+++ PROVIDED DATA

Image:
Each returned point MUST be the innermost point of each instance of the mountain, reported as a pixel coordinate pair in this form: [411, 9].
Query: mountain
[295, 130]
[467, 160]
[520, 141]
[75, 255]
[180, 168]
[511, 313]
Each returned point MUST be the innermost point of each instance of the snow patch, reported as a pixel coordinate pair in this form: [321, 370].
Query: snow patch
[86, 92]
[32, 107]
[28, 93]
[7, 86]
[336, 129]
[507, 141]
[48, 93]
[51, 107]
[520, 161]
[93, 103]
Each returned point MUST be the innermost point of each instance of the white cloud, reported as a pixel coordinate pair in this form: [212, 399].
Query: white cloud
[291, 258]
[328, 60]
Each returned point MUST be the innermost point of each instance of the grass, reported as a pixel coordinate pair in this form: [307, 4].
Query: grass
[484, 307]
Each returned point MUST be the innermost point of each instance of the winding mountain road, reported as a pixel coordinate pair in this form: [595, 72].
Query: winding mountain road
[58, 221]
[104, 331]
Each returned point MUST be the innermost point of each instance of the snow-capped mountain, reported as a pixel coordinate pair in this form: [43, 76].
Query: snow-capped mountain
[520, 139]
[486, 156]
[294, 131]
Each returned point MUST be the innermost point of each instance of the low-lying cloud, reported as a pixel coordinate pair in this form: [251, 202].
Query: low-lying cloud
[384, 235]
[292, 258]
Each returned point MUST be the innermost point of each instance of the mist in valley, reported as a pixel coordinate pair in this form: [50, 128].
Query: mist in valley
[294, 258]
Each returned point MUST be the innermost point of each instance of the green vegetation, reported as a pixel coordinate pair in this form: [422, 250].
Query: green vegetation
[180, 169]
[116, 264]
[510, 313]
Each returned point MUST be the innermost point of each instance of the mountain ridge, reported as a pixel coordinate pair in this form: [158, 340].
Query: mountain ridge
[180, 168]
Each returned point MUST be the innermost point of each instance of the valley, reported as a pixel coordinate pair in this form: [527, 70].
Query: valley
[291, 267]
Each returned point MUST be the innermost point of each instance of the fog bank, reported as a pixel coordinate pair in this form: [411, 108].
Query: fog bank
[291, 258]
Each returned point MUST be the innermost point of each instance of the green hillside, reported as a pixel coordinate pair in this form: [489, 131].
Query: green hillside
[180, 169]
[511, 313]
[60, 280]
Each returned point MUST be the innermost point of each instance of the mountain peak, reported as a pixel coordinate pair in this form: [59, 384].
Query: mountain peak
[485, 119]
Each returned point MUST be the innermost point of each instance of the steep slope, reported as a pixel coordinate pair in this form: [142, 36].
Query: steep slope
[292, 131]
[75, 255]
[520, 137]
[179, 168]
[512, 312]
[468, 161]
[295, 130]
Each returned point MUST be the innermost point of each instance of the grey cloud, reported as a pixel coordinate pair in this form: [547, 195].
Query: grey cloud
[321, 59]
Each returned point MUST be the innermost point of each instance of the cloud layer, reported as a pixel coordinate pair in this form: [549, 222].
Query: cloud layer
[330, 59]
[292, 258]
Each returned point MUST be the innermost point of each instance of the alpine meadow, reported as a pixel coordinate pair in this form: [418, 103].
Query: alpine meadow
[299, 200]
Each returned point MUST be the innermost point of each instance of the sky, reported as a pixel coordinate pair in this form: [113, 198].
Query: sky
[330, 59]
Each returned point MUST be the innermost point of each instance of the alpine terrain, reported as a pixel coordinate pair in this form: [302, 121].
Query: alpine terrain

++++++

### [PROMPT]
Would you write the material out again, exactly as given above?

### [ANSWER BELOW]
Image:
Each returned point MUST be the innermost point of each instance of the mountain, reported as a pixel coordinate pair in this form: [411, 9].
Query: mountain
[295, 130]
[467, 160]
[520, 141]
[75, 255]
[180, 168]
[511, 313]
Each returned point MUST be the innermost point of each instance of the snow patch, reported as a pixel coordinate pair in this form: [321, 370].
Query: snow patch
[86, 92]
[32, 107]
[28, 93]
[7, 86]
[336, 129]
[507, 141]
[48, 93]
[51, 107]
[520, 161]
[93, 103]
Each returned point MUST be the innermost point of each instance of the white cloud, reported as a pixel coordinate pair in this form: [212, 399].
Query: white cloud
[291, 258]
[328, 60]
Each returned point MUST be the innermost point of each instance of the grass, reported as a pixel coordinate pair in this form: [307, 4].
Query: grass
[484, 307]
Each returned point MUST be the innermost point of each instance of the winding mountain road, reported as a pixel coordinate pair in this form: [595, 72].
Query: winding mountain road
[58, 221]
[104, 331]
Each returned point MUST be the innermost point of each instance of the snow-capped mountain, reported as a pixel coordinate pair in this form: [43, 76].
Query: snow-capped mountain
[520, 139]
[486, 156]
[294, 131]
Each returned point MUST be the innermost point of each instance of the low-lying cloud, reported as a pixel coordinate pair in this form: [251, 202].
Query: low-lying cloud
[384, 235]
[292, 258]
Each returned point MUST be the innermost point of each instance of the mist in valley, reported as a pixel coordinate pair in this form: [50, 128].
Query: mist in valley
[294, 258]
Each returned point MUST be the innermost point of each instance of the green vegetation, reported as a pixel coordinate pair in this form: [422, 250].
Query: green vegetation
[180, 169]
[116, 264]
[510, 313]
Each returned point MUST be the innermost point of each instance of the mountain ridge, reported as a pixel coordinate pair in this form: [158, 340].
Query: mountain ridge
[180, 168]
Each returned point MUST be the innermost point of each instance of the valley, reported as a pixel coordinate pair in this form: [527, 70].
Query: valley
[291, 267]
Each returned point MUST be the innermost point of each instance of the fog bank, reported as a pixel coordinate pair in this form: [411, 108].
Query: fog bank
[291, 258]
Each returned point MUST be the innermost point of each instance of the green hillside, reported as a pixel coordinate pair in this form: [489, 131].
Query: green hillside
[180, 169]
[511, 313]
[60, 280]
Each returned point MUST be the innermost point of each instance of the mountain peak, reported as a pixel coordinate pair in this form: [59, 384].
Query: mountain peak
[485, 119]
Each returned point MUST be the innermost point of each instance of the steep slope, reported as a pixel coordinate pair in this form: [142, 36].
Query: steep slope
[292, 131]
[75, 255]
[520, 137]
[179, 168]
[512, 312]
[468, 161]
[295, 130]
Each returned point MUST be the innermost point of each instance of the grey cloud, reported as a pixel coordinate pair in this form: [547, 195].
Query: grey cloud
[321, 59]
Each returned point MUST be the innermost point of each instance of the cloud layer, reported as a pixel coordinate pair in this form: [549, 222].
Query: cloud layer
[330, 59]
[292, 258]
Each returned point MUST be the innermost point of each instance of the alpine meadow, reported as a pixel coordinate pair in this form: [418, 103].
Query: alpine meadow
[299, 200]
Each returned point MUST be the innermost point of each instance of the sky, reported as a pixel coordinate pair in this form: [113, 198].
Query: sky
[330, 59]
Each returned point MUST be the innermost point of each instance of the alpine terrain, reported as a pixel coordinate pair in this form: [302, 121].
Query: alpine terrain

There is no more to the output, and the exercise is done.